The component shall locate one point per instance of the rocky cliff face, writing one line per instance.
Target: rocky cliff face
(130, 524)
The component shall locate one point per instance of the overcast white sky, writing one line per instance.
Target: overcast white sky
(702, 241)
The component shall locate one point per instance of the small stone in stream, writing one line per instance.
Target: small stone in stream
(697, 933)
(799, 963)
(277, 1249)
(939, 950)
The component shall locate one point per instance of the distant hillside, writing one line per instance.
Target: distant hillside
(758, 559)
---
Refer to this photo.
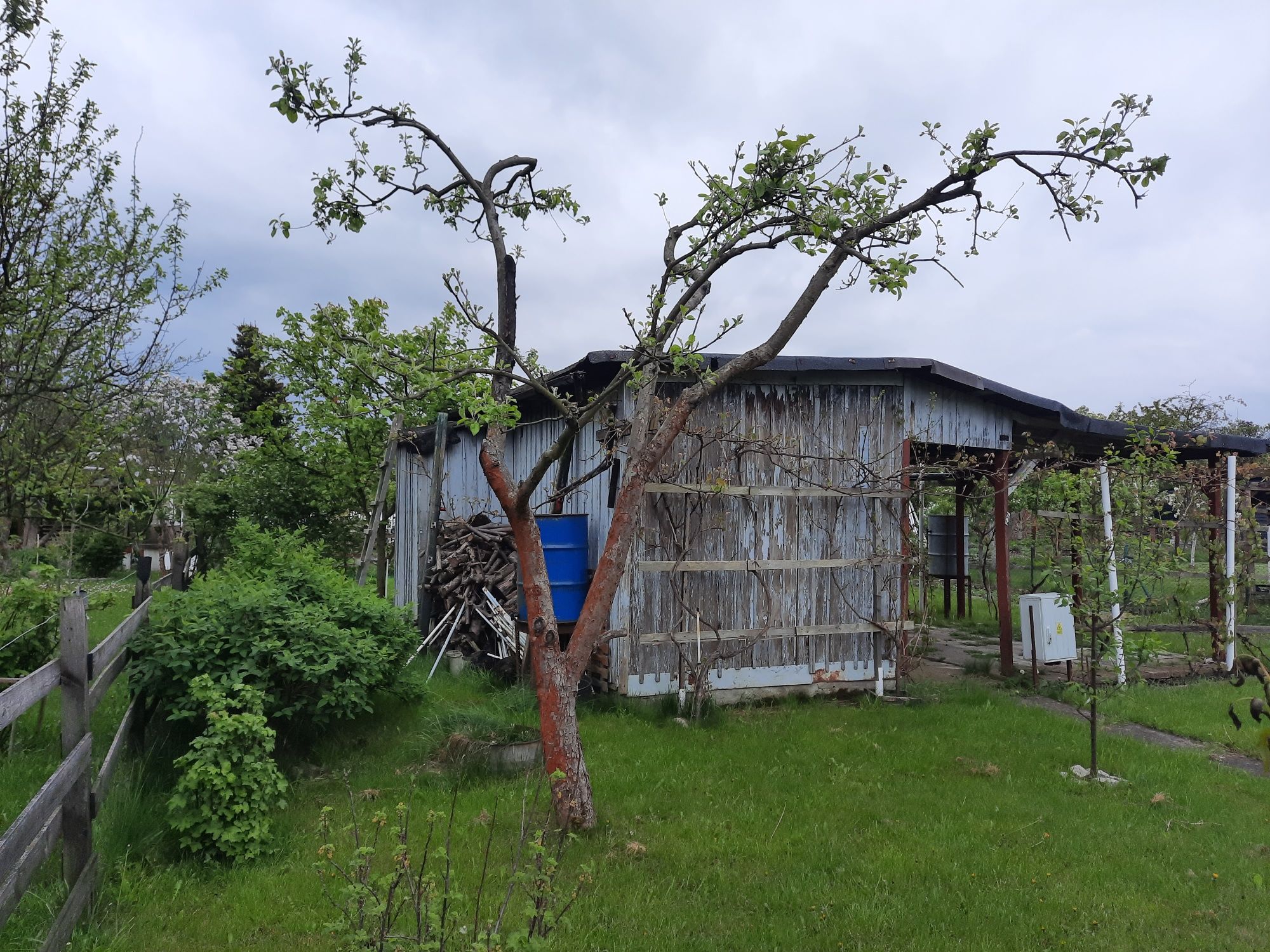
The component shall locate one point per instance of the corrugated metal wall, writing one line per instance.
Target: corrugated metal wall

- **Set exercise**
Copy out every line unchanged, from the line containing "Refer to this photo." through the line containing "Target: corrugated metal wall", including both, and leave out the pictures.

- **Answer to the task**
Refer to this photo.
The component shall locate one point per instance of the corrugated metal wall, writing one line per instance.
Target: corrugated metal wall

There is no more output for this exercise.